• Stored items
+-------+
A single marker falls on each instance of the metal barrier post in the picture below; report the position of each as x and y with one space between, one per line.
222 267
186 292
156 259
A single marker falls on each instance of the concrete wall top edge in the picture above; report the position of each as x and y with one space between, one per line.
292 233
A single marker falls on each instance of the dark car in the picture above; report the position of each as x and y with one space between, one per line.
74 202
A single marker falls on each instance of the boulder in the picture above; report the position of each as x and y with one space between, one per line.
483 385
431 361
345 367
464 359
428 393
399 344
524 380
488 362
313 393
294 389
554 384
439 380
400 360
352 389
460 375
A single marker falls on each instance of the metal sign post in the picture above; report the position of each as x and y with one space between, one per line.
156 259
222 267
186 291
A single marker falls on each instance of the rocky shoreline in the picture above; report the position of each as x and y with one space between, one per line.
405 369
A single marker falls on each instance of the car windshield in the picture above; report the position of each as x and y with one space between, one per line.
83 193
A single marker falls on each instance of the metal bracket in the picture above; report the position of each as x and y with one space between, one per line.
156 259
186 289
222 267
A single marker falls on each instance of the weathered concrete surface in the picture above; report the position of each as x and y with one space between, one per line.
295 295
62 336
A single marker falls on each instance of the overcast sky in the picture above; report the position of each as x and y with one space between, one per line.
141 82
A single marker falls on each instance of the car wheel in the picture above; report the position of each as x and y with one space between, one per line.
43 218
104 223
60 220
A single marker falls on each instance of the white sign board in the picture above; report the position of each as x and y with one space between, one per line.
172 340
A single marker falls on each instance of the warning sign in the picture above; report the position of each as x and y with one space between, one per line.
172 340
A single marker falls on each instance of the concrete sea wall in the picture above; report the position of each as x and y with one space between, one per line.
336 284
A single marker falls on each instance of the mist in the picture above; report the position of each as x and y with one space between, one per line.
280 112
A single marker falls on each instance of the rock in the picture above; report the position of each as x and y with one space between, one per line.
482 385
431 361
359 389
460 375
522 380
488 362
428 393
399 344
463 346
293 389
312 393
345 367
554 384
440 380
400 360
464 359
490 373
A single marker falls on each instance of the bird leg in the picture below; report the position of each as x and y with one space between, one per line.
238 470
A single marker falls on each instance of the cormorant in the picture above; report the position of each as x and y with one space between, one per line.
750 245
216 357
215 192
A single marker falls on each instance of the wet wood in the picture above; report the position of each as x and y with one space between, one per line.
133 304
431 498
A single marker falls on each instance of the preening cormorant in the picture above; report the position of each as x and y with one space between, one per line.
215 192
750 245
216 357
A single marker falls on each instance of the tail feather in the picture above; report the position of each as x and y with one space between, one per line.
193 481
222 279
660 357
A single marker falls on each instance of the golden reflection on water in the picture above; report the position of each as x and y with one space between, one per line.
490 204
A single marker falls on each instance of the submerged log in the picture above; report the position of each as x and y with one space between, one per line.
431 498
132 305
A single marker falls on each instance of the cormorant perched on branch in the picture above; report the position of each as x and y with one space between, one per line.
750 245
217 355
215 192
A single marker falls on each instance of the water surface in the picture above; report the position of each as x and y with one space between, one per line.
+-------+
• Task requirements
A verbatim copy of every entry is required.

• Task response
A single marker falls on each instance of the metal barrier post in the picture below; report the position of each as x and y with one space between, one per line.
222 267
186 292
156 259
A single marker falls on each instance of the concrete wall top edge in the picture above; report the position of each as x and y with one space between, one per line.
292 233
A single marker falls on each instance of the dark car in the picture above; report the position of each as x and y with one space between, one per line.
74 202
A single marker falls on each instance of the boulder in the picture above; report the position of each as x and y with one space between, one per line.
483 385
431 361
345 367
464 359
428 393
399 344
524 380
488 362
313 393
294 389
554 384
439 380
400 360
352 389
460 375
A single marker falls on each instance of the metal sign post in the picture above; report the position of each as x and y with one space between, one per line.
156 259
222 267
186 291
A single marker falls on each instance of the rocky shoreline in the picture above; report the position of each as x and y with one space between, one per line.
405 369
A single marker falls on each instance of the car windshield in the picture above; report the position of each as x and y with one space between, one per line.
83 193
A single marker falls on each instance of the metal bracket in the picture above; report the position of each as x and y with one space between, one per line.
156 259
186 289
222 267
A single marker falls on each instance of the weathered concrete surface in the picture above; report the position of each as x and y with one space between, one per line.
295 295
62 336
A single marker falls on each instance of the overcast sky in the picture above; report the position of each as x and y with one space between, one per line.
141 82
A single marker falls on each instance of the car wheel in the picture above; report the position of each as x and y with one space between, one per line.
43 218
104 223
60 220
A single marker falls on each instance of the white sign board in the picture above; report the position of each as x and y with one space between, one per line.
172 340
A single marker falls on each instance of the warning sign in the picture above; report the position of each as x and y with one space between, one per line.
172 340
A single marker falls on each instance of the concrete sea wall in the picture above; report the position of each as x and y with one space between, one per line.
336 284
A single marker falls on each instance of the mist in the picture above; report the position of each as x and y with one space between, one per line.
280 112
A single marker falls on each instance of the rock in the picture above; report the position of each as x and y with one space between, one per line.
482 385
431 361
359 389
460 375
522 380
488 362
428 393
399 344
463 346
293 389
312 393
345 367
554 384
440 380
400 360
464 359
490 373
A single marker falls on each instance of the bird leg in the picture below; report the position of each as x and y with one space between, one per line.
238 470
A single marker falls on each instance of the cormorant in the picture above; report the position of each as x and y with one space between, one per line.
750 245
216 357
215 192
A single marker falls on each instance of the wet wood in the picture above; report the position of each as x and y with one space between, one per line.
133 304
431 498
A single marker falls on each instance of the preening cormorant in the picture above; report the position of each as x and y with one space between, one per line.
215 192
750 245
216 357
A single marker falls on each instance of the tail feather in the picture above; report the position of each as x and y with one space between, one per line.
193 481
222 279
660 357
A single marker falls on each instance of the golden reflection on water in the picture above; report the position of each as x and y with one space between, one per line.
490 204
A single marker falls on each instance of the submerged log in the picture above; report the position of each as x and y with one space between, one per line.
431 498
132 305
A single marker falls on each instance of the cormorant perched on branch in the picture above; report the position of each as x and y with one space between, one per line.
750 245
217 355
215 192
A single marker falls on each instance of the water surface in the picture above; report the position of each as x and y with one space between, one per line.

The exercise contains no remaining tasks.